* [SHORT TASK] Please copy out the items below with "pin one point per instance" changed to "place a single point on each instance" throughout and everything else left the same. Leave the pictures out of your copy.

** begin DATA LISTING **

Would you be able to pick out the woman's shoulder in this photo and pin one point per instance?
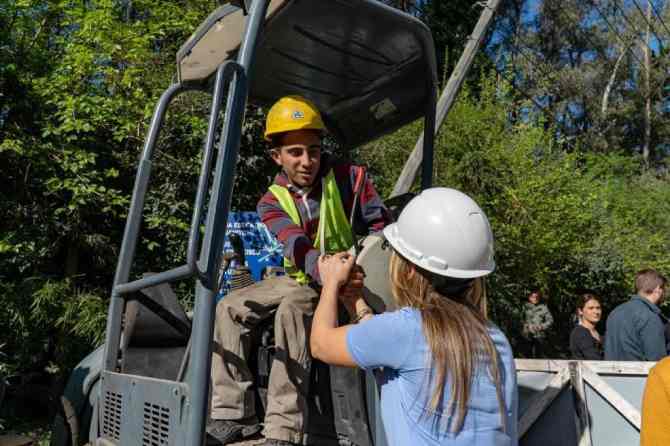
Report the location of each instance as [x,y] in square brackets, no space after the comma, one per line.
[579,331]
[499,338]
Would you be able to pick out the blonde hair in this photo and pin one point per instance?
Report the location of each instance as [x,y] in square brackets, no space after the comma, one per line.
[454,322]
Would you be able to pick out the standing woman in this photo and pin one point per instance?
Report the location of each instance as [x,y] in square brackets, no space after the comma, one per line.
[447,373]
[585,341]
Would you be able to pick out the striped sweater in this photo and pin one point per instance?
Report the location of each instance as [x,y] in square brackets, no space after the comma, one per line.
[371,215]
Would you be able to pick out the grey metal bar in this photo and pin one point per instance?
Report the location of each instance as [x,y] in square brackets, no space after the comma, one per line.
[133,221]
[217,215]
[223,74]
[172,275]
[428,142]
[449,94]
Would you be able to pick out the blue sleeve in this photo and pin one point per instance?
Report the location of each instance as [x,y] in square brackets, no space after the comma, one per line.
[653,339]
[384,340]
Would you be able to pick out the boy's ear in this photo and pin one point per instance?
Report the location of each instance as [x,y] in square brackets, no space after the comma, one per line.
[411,270]
[275,154]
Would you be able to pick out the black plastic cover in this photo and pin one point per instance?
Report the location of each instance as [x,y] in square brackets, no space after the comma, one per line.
[368,67]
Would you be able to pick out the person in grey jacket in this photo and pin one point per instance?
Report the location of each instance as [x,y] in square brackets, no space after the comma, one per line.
[635,331]
[537,321]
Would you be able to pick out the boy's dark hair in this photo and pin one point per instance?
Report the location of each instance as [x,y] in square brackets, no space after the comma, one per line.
[648,279]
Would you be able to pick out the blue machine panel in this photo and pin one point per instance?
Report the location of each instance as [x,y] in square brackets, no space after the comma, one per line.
[261,248]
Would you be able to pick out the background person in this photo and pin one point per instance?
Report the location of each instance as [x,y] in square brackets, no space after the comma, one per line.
[537,321]
[634,329]
[448,375]
[585,341]
[307,185]
[656,406]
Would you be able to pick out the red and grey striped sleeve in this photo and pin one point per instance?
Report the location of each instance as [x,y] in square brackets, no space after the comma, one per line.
[297,245]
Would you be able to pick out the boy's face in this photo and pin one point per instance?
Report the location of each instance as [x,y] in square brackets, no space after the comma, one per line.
[299,154]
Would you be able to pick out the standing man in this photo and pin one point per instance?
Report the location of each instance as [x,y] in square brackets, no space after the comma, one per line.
[537,321]
[308,209]
[634,330]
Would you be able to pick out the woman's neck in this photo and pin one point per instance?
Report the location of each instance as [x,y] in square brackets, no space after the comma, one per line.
[587,324]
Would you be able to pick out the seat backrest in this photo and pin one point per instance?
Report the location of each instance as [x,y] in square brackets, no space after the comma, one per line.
[154,318]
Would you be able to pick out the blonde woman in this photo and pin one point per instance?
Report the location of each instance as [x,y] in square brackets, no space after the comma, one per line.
[447,373]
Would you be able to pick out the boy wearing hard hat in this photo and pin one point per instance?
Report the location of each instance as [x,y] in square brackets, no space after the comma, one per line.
[309,187]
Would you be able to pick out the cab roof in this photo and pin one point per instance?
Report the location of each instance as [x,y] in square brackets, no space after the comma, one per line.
[368,67]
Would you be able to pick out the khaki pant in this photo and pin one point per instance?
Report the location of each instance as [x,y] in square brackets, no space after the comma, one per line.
[236,316]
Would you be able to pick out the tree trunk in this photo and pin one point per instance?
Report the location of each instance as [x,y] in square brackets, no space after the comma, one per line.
[610,83]
[646,144]
[72,260]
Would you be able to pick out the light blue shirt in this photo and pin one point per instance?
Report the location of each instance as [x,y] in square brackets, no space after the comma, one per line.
[395,341]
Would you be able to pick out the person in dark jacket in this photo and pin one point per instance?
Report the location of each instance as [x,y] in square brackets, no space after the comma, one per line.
[585,341]
[634,330]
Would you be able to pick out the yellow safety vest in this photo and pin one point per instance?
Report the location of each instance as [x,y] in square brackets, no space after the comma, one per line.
[334,231]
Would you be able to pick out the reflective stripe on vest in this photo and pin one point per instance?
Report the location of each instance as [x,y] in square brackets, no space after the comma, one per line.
[334,227]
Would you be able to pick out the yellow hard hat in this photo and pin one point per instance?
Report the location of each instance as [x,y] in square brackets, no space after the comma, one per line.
[292,113]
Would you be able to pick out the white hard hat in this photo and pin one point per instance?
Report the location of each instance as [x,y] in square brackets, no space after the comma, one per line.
[445,232]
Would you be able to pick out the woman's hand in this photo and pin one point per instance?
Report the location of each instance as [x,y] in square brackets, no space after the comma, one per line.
[335,269]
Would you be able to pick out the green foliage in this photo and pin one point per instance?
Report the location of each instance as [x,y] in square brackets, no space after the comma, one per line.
[566,222]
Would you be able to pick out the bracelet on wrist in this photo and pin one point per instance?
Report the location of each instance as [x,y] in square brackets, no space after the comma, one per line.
[361,314]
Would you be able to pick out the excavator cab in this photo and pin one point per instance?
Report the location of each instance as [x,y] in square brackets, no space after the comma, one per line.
[370,69]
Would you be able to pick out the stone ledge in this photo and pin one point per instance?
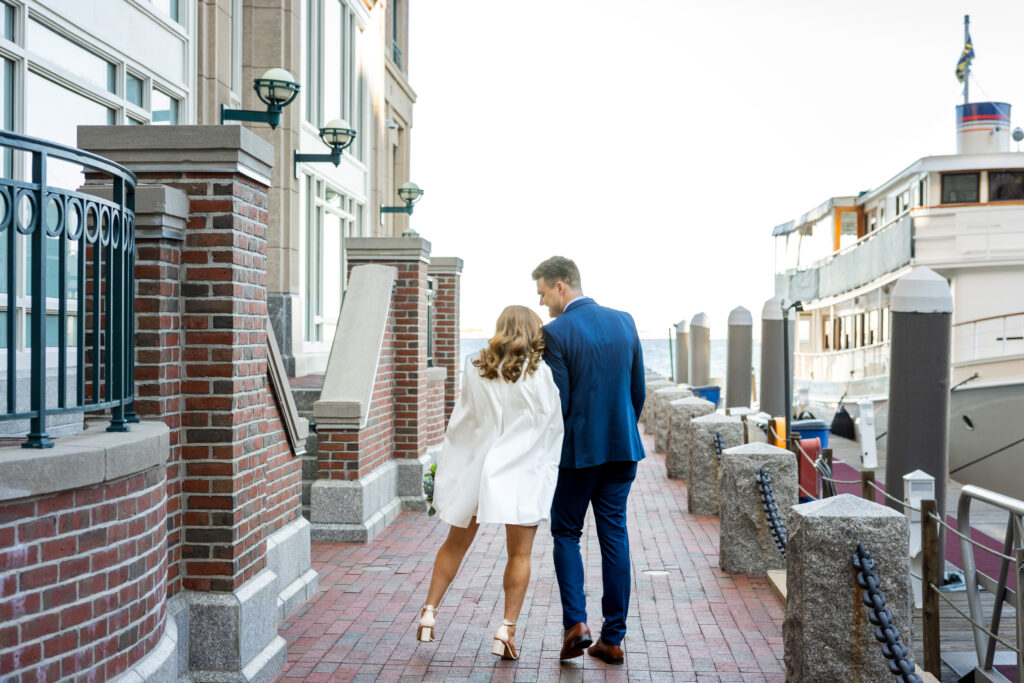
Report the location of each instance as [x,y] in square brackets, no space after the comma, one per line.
[87,459]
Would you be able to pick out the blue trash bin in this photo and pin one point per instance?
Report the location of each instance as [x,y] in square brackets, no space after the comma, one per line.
[812,428]
[711,392]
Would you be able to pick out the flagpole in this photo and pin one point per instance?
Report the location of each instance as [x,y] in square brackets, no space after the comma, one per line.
[967,71]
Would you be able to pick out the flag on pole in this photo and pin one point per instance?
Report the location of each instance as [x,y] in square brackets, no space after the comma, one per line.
[965,61]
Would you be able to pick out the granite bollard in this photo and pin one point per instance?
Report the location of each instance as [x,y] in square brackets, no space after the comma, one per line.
[826,633]
[677,457]
[745,545]
[664,416]
[701,492]
[647,415]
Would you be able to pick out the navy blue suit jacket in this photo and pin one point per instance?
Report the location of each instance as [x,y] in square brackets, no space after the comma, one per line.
[595,357]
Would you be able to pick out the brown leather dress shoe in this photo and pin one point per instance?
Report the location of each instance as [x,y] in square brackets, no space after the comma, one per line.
[608,653]
[574,640]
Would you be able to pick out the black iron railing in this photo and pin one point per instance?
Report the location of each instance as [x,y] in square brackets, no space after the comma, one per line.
[88,296]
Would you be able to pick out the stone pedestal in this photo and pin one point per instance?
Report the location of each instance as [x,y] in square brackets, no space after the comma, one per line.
[650,403]
[663,422]
[826,632]
[745,545]
[701,491]
[677,458]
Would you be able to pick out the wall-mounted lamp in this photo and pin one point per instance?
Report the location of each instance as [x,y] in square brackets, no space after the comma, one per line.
[276,88]
[337,135]
[410,194]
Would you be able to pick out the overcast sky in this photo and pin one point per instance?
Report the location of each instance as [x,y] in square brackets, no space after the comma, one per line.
[658,141]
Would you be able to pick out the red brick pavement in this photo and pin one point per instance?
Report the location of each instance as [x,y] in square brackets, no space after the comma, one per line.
[692,624]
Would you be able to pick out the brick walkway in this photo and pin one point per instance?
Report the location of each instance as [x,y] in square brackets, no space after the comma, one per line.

** end DATA LISTING **

* [RESULT BELOW]
Would you be able to pick out the woman's shoulder in this photo and place a single point on each instance?
Report the location of each instance as [x,y] in square brackets, no space after the comma, one per line.
[579,331]
[499,338]
Would you be able to pick out the blonde hair in this photo and place a single point on each instance?
Report the location of each instance as [x,y] in square brackets, no space after the comma, one per line.
[454,322]
Would you be able to pick out the standing woman in this photo and place a single point on each instance?
Report the location of each instance as [x,y] in square brackets, no space after the comma, one per line.
[447,373]
[585,341]
Would you be able to pick out the striped sweater in this photo and place a single point on each instance?
Report the location of each instance as [x,y] in square brackets, no space after the comma, one per line.
[371,215]
Would you be able to pick out the grey metal bar in this photo and place a single point on each instance?
Report the location of each instance as [x,y] in square brackets, no space after the comma, one per line.
[133,221]
[217,215]
[223,74]
[172,275]
[428,142]
[449,94]
Would you be able to pick out the blue sleeve in this photo and place a single point on each instance?
Report the location of each instance as [x,y] in square brackets, no space after the comma, one per line.
[653,339]
[384,340]
Would you be able to pick out the boy's ear in this photo and place a single point on each instance?
Report the location of each instance as [x,y] in square brackets, no space after the comma, one per line.
[411,270]
[275,154]
Would you be able to pick out the black plastic cover in this photo and place a single point on each instance?
Report the location of each instance as [x,y] in square brackets, no space after the comma, one per line.
[368,67]
Would you be able to pick out the person in grey jacket in this photo and place a single point on each instance?
Report the location of each instance as [x,y] in square brackets, no space after the comma, one per line.
[635,331]
[537,321]
Would you be able to pick out the boy's dark hair in this photo and place a single point on each instance?
Report the location of each instance as [x,y] in square brackets, no space after the comma, one per line.
[648,279]
Would you be able to pick out the blue machine panel in this photo and place a single point on each instance?
Report the location of each instance as [x,y] in square brackets, no space after the comma, one per line.
[261,248]
Would you be able to pick out the background person in this photo and place a single point on each instance?
Report the location of each instance as [x,y] in square brackets, no space after the comma, one per line.
[537,321]
[634,329]
[448,375]
[585,341]
[307,185]
[656,406]
Would you be able to pick out the red and grey striped sleeve in this photo and place a single point on each instance?
Report the location of each instance as [x,y] in square brackets, no space after the comma, one per line.
[297,245]
Would you be able to pick out the boy's face in this photo and place a single point on each instance?
Report the location of each instance as [x,y] in square brackets, no space after the comma, one per line.
[299,154]
Would you be able to pick out the standing man in this photo and place a single point on each instance?
Report the location of each instance as [x,y] in square brackets, no space after the comma, one per line.
[537,321]
[308,209]
[634,330]
Would you be able to pick out the woman's neck in this photo and place a single point on each instance?
Report the location of each instance as [x,y] in square brackets, no space after the comma, one per line.
[587,324]
Would you be able to pick out the seat backrest in this photo and place a single point on each instance?
Report the location of each instance as [x,y] in square brackets, no space after the comma, one per line.
[154,318]
Would you be able to pick out the blonde woman in this photo and place a single point on each instance?
Report the location of each instance as [x,y] in square brackets, no space after the comma, one per line.
[447,373]
Would you be able to pick out the boy wearing hard hat in this photo and place a single point on each instance?
Report the location of each instance as [x,y] in square brackets, no space after the comma, one per line.
[309,187]
Would you be able to pick out the cab roof in this photo and place a single point on each instance?
Report the location of each instance as [x,y] in square brackets, no space after the comma, one per line.
[368,67]
Would you be able to pick out the khaki pant in this photo and place a single point on each instance?
Report the location of each instance as [x,y] in square brackets, no space after the comma, one per line.
[236,316]
Would you be able to pick out the tree trunk in this photo and place a single point on each instance?
Report the location of each instance as [x,y] in square brackets, no space after the comma, one per line.
[610,83]
[646,144]
[72,260]
Would you be able to pick out the light blue shirt in this photo and place a single point on each instance?
Report the location of each instance as [x,y] in square brackets, no space after the comma, one per line.
[395,341]
Would you be able to pick out the person in dark jacket in this photo and place a single point on each instance?
Report the location of each instance as [x,y] in square brackets, no space after the comma, one per line.
[585,341]
[634,330]
Would you be able to pick out the yellow safety vest in this photo and place a single point on each instance?
Report the location of each instance as [x,y] in square brackets, no space after the comma, one per line.
[334,231]
Would you be able to pick out the reflective stripe on vest in this photo and place a single point on each instance?
Report the location of each instance as [x,y] in square brackets, no space after the comma, one per line.
[334,227]
Would you be able to pick out the yellow hard hat in this photo and place a single point on each instance?
Report the location of each instance as [x,y] in square brackets, no space after the comma, one per line.
[292,113]
Would you be able to pick out the white hard hat in this photo and place a single point on each instance?
Report the location of each instance as [x,y] in square brackets, no space after the comma, one per line.
[445,232]
Would you be able to pick out the woman's hand in this photo and place a single point on each instance?
Report the location of each instance as [x,y] in square brackets, no space after the comma, one per line.
[335,269]
Would you be able to pick out the green foliage in this photo and place a single point on each instance?
Report the location of each instance as [x,y] in square brackets, no space after the comma, one per line.
[566,222]
Would you be able to pick out the bracelet on wrist in this photo and place a single point on each instance?
Report the location of each instance as [x,y] in square brackets, no space after the comma, one per line.
[361,314]
Would you be able to pick out the excavator cab in this photo and place a single point on each instance?
Report the location of each instance as [x,y] in square brackets, no space after the comma, one per line.
[370,69]
Would you be able to pick out the stone ledge in this photo and place a single point on each instance?
Report the location of each instance as [x,y] in square brackets, no space after the comma, one per line.
[87,459]
Would you be able to pick out the blue trash bin in this photo and place a single point on each instance?
Report the location of each instance as [x,y] in square brackets, no space after the comma, one per line.
[812,428]
[711,392]
Would you be able to pick out the flagpole in this photo and place a single point on each instance?
Report the location of each instance as [x,y] in square brackets, no space after the comma, one per line.
[967,71]
Would you be able to pick out the flag on pole in this photo and place a single point on each instance?
Report the location of each instance as [x,y] in square brackets, no space after the comma, one per line.
[965,61]
Would you be able to pick out the granite bollard in this photo and place a single point on each instance?
Report the location of each instance as [x,y] in square brackets, no space after the comma, one per line.
[826,633]
[677,457]
[745,545]
[664,416]
[701,492]
[647,415]
Would you be able to pick out the navy blue suit jacket in this photo and place a single point on each instance?
Report the location of each instance as [x,y] in square brackets, no space after the comma, one per line.
[595,357]
Would you be able to pick out the brown leather dress shoe in this photo and place a single point on each instance?
Report the location of each instance as [x,y] in square brackets, no space after the comma, one per line.
[608,653]
[574,640]
Would you be able to pick out the black iron railing in this photo and place a single point on each instance?
Report the location of each instance as [x,y] in square brackets, no space after the comma, one per line.
[88,296]
Would you be able to pick out the stone pedestal in this photo and place a single point on each instance?
Report the location of each instance as [x,y] in square brackets, no space after the comma, one per line.
[650,403]
[663,422]
[826,632]
[745,545]
[701,491]
[677,458]
Would you be able to pick out the wall-mounted lamp in this photo and place a single point on each instance?
Report the location of each instance as [x,y] in square brackets, no space after the comma, one per line.
[276,88]
[337,135]
[410,194]
Would you be able to pick out the overcast sky in this photo and place a single point on each instance?
Report the location of each instance as [x,y] in square brackets, no space after the comma, one per line.
[658,141]
Would you be able to pick out the red brick pavement in this photo and place a single point on each instance?
Report the location of each instance as [x,y] in square brackets, no space after the comma, one per line.
[692,624]
Would you be able to pick out the brick walkway in this photo and place a single point on each instance?
Report the location of each instance as [x,y] in square brackets, no space after the comma, one per line.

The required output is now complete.